DOCUMENT SEGMENT:
Phil Rizzo, who is running as a Republican for New Jersey governor, said at the rally that if he’s elected, his administration will send a message to Rutgers that if it doesn’t drop its vaccine mandate, the state will pull $1 billion from the university until the students’ liberty is assured.
Medical Community Reacts
“The COVID-19 vaccines have proven to be safe and effective in preventing serious illness, hospitalization, and death,” Brian Strom, chancellor of Rutgers Biomedical and Health Sciences and executive vice president for health affairs, said last month. “Vaccination is key to stopping the current pandemic and to the return of campus instruction and activities closer to what we were accustomed to before the pandemic.
However, members of the medical community and activists expressed their concern about the directive.
Dr. Hooman Noorchashm, M.D., Ph.D., a physician-scientist and an advocate for ethics, patient safety, and women’s health, sent an open letter to Rutgers officials in March warning of a potential safety risk of the COVID-19 vaccine. While Noorchashm agreed in his letter with the university’s policy of seeking to ensure maximum immunity for all students and faculty, he raised concerns about administering the vaccine to students who achieved natural immunity.
Natural immunity can be developed through contracting COVID-19 and the percentage of naturally infected individuals could be higher in the population of college-aged persons, the letter stated.

EXERCISES:
1. Using the passage about the Rutgers vaccine mandate, decide whether each statement below agrees with it. For each, answer yes or no and quote the words of the passage that settle it. (a) Noorchashm sent his open letter to Rutgers officials in March. (b) Rizzo said the state would pull $2 billion from the university. (c) Noorchashm's letter opposed the university's policy of seeking maximum immunity for students and faculty.
2. From the passage about the Rutgers vaccine mandate, return the stretch from "Dr. Hooman Noorchashm, M.D., Ph.D., a" through "the letter stated.", copied word for word.

SOURCE INFORMATION:
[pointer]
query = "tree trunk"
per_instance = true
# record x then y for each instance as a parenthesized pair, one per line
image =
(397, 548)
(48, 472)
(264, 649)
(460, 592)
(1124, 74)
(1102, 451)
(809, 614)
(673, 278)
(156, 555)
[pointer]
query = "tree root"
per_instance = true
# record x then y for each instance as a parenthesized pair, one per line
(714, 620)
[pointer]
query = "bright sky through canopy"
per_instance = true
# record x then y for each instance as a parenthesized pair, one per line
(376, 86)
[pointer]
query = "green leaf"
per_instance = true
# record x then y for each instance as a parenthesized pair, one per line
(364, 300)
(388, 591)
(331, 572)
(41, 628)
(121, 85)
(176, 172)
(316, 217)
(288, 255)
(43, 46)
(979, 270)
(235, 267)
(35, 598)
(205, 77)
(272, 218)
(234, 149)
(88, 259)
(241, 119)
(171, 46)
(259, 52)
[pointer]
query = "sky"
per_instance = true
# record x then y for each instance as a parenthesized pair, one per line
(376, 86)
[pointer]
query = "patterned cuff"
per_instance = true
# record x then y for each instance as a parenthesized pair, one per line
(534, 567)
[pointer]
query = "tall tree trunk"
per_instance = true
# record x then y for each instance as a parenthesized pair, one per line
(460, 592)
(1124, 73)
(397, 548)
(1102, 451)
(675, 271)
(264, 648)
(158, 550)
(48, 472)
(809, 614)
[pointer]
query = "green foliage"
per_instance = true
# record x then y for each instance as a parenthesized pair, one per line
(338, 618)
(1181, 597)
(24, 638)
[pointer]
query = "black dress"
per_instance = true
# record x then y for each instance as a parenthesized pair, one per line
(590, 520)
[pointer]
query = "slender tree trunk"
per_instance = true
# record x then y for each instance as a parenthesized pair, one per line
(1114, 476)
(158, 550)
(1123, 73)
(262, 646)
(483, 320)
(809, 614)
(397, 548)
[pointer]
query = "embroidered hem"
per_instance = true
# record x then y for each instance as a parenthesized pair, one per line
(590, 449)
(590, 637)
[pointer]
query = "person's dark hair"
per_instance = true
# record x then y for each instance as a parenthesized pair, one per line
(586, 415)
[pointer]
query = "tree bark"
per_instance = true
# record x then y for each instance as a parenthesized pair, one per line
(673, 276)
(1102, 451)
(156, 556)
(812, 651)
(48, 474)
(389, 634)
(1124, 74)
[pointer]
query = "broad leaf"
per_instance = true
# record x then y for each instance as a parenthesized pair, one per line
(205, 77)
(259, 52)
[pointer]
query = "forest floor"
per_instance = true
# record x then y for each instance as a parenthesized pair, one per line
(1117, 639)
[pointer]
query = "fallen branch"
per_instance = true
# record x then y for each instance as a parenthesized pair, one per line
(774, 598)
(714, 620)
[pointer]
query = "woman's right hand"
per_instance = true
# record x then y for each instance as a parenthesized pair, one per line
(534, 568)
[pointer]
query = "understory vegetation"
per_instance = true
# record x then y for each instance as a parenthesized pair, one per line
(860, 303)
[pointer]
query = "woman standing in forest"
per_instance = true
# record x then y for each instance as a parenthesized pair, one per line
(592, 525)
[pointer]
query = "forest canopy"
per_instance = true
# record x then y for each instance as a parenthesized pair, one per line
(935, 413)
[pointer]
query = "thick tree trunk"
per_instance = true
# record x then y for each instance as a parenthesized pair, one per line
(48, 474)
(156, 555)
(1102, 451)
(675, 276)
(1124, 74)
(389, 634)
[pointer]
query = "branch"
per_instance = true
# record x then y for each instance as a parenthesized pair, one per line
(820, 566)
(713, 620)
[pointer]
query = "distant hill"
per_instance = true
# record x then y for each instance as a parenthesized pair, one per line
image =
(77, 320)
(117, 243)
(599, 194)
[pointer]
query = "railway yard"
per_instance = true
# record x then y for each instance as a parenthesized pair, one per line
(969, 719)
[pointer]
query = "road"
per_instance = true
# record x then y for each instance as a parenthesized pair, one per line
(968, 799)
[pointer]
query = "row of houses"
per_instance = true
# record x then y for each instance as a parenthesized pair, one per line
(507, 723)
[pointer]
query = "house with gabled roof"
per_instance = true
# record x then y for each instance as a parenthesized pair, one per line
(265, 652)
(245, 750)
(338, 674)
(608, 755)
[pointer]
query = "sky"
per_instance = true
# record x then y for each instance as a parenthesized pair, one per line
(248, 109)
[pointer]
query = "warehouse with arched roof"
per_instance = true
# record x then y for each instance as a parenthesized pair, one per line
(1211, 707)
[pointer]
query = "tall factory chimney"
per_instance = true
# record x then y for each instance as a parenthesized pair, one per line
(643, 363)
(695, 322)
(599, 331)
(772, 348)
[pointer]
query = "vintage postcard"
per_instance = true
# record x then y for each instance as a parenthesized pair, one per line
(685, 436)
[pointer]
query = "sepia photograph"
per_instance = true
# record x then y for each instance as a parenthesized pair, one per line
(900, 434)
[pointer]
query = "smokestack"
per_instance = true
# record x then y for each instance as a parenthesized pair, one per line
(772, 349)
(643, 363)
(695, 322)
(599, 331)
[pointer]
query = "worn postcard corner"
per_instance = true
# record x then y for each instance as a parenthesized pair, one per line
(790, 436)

SET OF ANSWERS:
1.
(a) Yes: "sent an open letter to Rutgers officials in March"
(b) No: "the state will pull $1 billion from the university"
(c) No: "Noorchashm agreed in his letter with the university’s policy of seeking to ensure maximum immunity for all students and faculty"

2.
Dr. Hooman Noorchashm, M.D., Ph.D., a physician-scientist and an advocate for ethics, patient safety, and women’s health, sent an open letter to Rutgers officials in March warning of a potential safety risk of the COVID-19 vaccine. While Noorchashm agreed in his letter with the university’s policy of seeking to ensure maximum immunity for all students and faculty, he raised concerns about administering the vaccine to students who achieved natural immunity.
Natural immunity can be developed through contracting COVID-19 and the percentage of naturally infected individuals could be higher in the population of college-aged persons, the letter stated.